# SHORT TASK
Update the lines of the records that open with the line containing "Return the outline of every instance of the dry" and close with the line containing "[[[28,238],[50,228],[54,208],[0,210],[0,284],[20,272]]]", swapping "dry grass" for "withered grass" and changing nothing else. Return only those lines.
-------- DATA --------
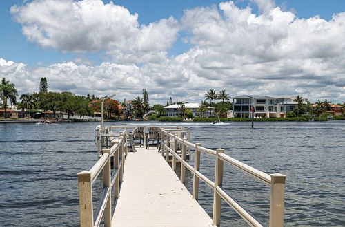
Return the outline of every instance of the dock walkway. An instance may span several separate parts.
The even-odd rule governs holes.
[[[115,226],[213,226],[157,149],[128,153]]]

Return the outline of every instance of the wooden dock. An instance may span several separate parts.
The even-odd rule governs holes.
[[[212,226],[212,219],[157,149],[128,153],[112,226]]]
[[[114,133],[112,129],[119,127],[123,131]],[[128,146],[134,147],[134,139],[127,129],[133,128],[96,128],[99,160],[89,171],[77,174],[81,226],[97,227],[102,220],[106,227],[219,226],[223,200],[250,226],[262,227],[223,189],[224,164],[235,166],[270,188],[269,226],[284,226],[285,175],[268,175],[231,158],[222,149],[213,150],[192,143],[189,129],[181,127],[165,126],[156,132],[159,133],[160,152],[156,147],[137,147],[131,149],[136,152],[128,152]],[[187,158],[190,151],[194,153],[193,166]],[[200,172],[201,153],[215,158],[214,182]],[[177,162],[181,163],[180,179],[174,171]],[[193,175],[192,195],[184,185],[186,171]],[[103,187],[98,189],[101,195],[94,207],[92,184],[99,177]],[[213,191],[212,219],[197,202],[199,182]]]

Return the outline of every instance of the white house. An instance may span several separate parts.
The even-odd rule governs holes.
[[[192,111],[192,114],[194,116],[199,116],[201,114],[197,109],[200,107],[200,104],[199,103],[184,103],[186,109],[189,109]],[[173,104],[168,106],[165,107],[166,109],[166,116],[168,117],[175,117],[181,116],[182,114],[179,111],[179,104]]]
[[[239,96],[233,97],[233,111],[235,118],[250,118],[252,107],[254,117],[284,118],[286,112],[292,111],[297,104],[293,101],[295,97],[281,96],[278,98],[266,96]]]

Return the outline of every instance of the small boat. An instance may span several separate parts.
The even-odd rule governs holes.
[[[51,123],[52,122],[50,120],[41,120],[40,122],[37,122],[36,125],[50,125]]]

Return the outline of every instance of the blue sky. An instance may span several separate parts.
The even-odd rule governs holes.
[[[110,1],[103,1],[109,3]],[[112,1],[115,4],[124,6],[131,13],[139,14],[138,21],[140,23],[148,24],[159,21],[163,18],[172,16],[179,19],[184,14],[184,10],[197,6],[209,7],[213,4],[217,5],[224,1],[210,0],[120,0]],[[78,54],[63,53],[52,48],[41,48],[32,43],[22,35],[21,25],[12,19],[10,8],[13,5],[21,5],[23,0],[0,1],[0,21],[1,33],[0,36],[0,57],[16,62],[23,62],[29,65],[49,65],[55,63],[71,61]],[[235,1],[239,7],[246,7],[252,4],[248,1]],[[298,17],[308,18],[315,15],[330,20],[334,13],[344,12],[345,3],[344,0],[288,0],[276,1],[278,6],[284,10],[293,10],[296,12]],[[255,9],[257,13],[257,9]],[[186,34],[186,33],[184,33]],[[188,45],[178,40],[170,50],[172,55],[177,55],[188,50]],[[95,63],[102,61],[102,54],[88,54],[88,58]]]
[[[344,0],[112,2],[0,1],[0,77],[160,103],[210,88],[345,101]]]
--------
-------- DATA --------
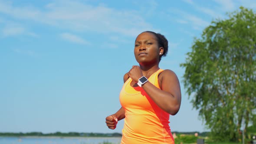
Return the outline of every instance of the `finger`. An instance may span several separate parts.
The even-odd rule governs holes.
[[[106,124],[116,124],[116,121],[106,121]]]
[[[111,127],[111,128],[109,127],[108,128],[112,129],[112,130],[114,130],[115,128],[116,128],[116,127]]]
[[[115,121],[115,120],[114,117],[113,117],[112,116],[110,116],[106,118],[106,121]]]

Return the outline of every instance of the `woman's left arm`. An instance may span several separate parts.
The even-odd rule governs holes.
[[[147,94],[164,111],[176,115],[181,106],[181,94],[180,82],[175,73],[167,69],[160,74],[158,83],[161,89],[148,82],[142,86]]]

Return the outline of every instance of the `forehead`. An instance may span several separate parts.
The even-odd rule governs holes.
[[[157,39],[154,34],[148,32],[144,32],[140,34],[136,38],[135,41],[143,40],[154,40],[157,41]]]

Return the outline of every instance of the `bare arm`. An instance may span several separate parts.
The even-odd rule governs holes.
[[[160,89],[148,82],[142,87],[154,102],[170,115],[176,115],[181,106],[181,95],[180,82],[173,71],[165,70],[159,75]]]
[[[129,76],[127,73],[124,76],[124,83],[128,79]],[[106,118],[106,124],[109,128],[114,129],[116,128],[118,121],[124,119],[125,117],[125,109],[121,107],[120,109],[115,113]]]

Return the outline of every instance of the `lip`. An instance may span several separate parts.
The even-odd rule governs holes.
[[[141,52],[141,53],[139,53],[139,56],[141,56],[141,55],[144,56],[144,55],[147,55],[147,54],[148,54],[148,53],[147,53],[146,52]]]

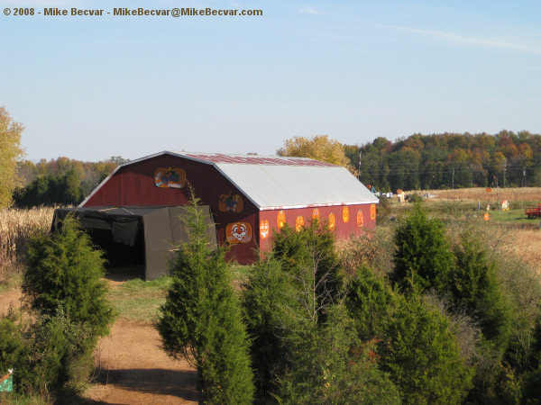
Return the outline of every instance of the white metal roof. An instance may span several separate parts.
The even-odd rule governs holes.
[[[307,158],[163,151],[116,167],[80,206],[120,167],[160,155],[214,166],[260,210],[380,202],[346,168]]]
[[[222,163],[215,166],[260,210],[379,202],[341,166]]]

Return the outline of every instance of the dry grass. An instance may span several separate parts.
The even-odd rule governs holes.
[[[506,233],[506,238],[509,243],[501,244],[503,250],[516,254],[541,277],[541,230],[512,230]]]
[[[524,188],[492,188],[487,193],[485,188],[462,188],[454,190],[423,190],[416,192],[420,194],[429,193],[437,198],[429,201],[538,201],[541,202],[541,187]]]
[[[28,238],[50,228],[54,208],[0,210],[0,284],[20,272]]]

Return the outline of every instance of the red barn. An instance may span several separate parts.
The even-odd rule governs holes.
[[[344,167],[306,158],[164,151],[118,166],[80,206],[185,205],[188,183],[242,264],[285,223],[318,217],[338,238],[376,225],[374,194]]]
--------
# TASK OUTPUT
Return the outline of every instance of the withered grass. An instance may span several separate parts.
The even-odd rule governs holes.
[[[506,233],[506,238],[509,243],[501,244],[503,250],[516,254],[541,277],[541,230],[512,230]]]
[[[524,188],[492,188],[487,193],[485,188],[462,188],[454,190],[423,190],[416,192],[420,194],[429,193],[437,198],[429,201],[538,201],[541,202],[541,187]]]
[[[28,238],[50,228],[54,208],[0,210],[0,284],[20,272]]]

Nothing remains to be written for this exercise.